Es
bleibt eine selige Last
Am 9. September 1999
ist der Berliner Erzbischof
Kardinal Georg Sterzinsky 10 Jahre im Amt
Frage: Herr Kardinal, am 24. Juni 1989
wurde Ihre Ernennung zum Bischof von Berlin
bekanntgegeben. Wie war Ihre erste Reaktion?
Sterzinsky: Ich war darauf vorbereitet
und deswegen auch nicht mehr erschrocken. Ende Mai 89
hat das Domkapitel in Berlin mich gewählt und
gefragt, ob ich die Wahl annehmen würde. Am 4.
Juni habe ich mein Einverständnis gegeben. Dann
ist die Meldung nach Rom erfolgt, damit der Heilige
Vater mich ernennen konnte. Ich war an diesem 24. Juni
zur Priesterweihe im Erfurter Dom. Nach der Weihe gab
Bischof Wanke bekannt, dass ich Bischof von Berlin
würde. Es hat sich von den Leuten kaum einer
erstaunt gezeigt. Alle taten so, als ob sie das
erwartet hätten.
++++
Nennen Sie alle Zeitangaben mit einem Monatsnamen aus dem Interview zum zehnjährigen Amtsjubiläum von Kardinal Sterzinsky, und zwar in der Reihenfolge, in der sie im Text stehen.

=== Bereitgestelltes Material ===
++++
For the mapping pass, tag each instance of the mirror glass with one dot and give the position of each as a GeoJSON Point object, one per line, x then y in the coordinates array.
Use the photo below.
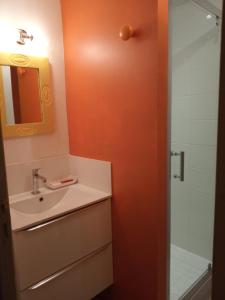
{"type": "Point", "coordinates": [21, 95]}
++++
=== Schriftliche Antwort ===
Die Zeitangaben lauten der Reihe nach „9. September 1999“, „24. Juni 1989“, „Ende Mai 89“, „4. Juni“ und „24. Juni“.